The task
Search the entries for lines that contain the word "thistle", and report each one found.

[Point-per-instance localization data]
*** Begin section ***

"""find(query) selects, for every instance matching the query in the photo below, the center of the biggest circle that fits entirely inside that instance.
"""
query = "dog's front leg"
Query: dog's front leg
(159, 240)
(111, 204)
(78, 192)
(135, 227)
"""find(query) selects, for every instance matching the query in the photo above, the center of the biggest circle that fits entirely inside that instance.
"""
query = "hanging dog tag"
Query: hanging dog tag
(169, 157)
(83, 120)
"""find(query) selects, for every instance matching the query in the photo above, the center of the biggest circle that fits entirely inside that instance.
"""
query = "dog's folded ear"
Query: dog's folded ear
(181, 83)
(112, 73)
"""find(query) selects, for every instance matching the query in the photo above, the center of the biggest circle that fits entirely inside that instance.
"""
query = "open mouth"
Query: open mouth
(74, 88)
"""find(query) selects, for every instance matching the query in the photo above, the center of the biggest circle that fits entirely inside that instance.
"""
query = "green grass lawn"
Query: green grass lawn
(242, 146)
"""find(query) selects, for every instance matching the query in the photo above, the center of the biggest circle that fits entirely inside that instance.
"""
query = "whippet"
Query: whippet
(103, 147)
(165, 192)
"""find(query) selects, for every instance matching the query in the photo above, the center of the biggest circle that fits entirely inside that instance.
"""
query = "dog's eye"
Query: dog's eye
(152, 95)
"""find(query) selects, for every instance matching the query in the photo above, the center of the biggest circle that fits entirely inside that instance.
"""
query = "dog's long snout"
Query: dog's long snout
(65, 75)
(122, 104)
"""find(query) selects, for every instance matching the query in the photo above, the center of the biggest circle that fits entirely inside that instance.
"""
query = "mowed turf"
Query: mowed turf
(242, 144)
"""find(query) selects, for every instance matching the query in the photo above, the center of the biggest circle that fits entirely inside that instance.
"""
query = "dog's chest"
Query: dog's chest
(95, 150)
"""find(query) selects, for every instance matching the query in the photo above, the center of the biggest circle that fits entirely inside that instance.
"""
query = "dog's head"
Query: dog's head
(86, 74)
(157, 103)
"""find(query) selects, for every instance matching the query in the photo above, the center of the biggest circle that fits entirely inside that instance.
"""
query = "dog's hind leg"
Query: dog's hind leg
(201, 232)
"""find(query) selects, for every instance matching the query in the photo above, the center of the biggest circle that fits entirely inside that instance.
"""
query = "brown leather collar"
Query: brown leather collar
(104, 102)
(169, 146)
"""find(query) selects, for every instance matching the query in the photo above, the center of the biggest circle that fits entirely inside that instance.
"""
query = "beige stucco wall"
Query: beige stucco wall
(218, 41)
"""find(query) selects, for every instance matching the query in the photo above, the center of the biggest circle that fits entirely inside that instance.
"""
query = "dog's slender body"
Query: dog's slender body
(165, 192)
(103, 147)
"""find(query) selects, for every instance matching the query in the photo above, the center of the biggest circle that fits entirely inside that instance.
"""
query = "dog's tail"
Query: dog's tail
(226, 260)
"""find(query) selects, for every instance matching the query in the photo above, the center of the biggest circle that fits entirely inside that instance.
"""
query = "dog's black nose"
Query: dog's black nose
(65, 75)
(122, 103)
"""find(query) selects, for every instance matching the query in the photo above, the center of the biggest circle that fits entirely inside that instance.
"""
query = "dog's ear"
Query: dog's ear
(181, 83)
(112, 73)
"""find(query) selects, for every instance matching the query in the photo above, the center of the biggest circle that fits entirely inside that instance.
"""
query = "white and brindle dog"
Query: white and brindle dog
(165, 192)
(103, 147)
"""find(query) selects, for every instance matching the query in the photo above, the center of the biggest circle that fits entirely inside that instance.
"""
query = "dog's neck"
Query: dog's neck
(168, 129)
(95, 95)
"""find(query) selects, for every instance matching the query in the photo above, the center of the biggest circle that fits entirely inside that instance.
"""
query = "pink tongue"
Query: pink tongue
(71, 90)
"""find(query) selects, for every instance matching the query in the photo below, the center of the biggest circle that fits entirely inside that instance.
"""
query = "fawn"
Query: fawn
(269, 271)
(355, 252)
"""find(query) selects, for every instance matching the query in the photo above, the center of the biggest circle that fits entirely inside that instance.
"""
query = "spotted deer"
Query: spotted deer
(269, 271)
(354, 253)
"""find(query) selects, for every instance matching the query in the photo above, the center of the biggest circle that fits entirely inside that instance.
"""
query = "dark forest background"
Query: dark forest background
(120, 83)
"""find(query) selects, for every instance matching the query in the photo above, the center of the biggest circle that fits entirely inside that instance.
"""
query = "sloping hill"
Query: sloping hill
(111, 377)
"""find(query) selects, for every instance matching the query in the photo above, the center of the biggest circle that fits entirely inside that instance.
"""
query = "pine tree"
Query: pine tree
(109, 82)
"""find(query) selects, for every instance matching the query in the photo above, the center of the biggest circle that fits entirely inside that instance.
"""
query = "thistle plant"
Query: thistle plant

*** End section ***

Answer area
query = "thistle plant"
Query: thistle plant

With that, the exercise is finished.